[[ DATA TO PROCESS, beginning ]]
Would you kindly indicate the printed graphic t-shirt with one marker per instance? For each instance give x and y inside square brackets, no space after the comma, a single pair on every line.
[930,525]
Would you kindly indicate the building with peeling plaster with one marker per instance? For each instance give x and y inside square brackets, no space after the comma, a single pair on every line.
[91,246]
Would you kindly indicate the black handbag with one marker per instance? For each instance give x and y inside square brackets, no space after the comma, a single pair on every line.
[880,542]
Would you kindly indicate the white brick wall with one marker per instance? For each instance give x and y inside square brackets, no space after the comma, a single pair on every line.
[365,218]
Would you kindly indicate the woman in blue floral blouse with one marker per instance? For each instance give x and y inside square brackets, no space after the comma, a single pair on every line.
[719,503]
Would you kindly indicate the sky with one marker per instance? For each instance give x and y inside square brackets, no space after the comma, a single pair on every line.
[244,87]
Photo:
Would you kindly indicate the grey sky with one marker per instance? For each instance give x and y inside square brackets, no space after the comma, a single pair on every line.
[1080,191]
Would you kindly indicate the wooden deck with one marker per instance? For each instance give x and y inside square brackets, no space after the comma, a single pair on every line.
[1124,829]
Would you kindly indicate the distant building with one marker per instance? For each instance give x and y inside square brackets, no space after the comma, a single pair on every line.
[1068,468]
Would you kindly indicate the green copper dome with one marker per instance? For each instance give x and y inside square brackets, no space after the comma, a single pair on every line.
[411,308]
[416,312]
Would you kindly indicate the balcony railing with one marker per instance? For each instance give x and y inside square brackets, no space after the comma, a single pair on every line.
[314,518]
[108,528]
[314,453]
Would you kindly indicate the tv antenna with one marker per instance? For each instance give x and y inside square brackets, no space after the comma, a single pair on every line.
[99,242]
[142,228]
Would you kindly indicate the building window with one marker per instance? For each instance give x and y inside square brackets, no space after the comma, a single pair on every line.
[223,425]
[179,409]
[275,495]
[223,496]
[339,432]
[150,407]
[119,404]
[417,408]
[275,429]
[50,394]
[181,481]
[[ DATA TO PROCESS, end ]]
# TASK
Would you return exactly, and only, the lines beginning at the one with "Would you kindly indicate the distant" and ending at the last line of the listing?

# RESPONSE TO THE TASK
Would you kindly indicate the distant building with one marker per instance? For each instance give x and y inside square brackets, no space after the comma, a single pair on every line.
[1068,468]
Would you kindly indicate the green copper dome with one marker per instance? For each instance give x and y inside square brackets, no space after the comma, a single pair on every line.
[411,308]
[416,312]
Would you kindly indicate the balcony railing with one marker per instance? For each instance give x and y inside square brackets, no space after the comma, a single pair on every line.
[314,518]
[108,528]
[314,453]
Would you kindly indicate the tv antenna with one marker per instance? For each instance give x and y inside square brackets, no space after the comma, a single pair on every line.
[99,242]
[142,228]
Would you kindly indicate the building window with one marker per instance? For each instance give x and y inside square brackets, no space after the comma, a single pair on every line.
[223,425]
[179,409]
[275,495]
[223,496]
[339,432]
[150,407]
[119,404]
[417,408]
[275,429]
[50,394]
[181,481]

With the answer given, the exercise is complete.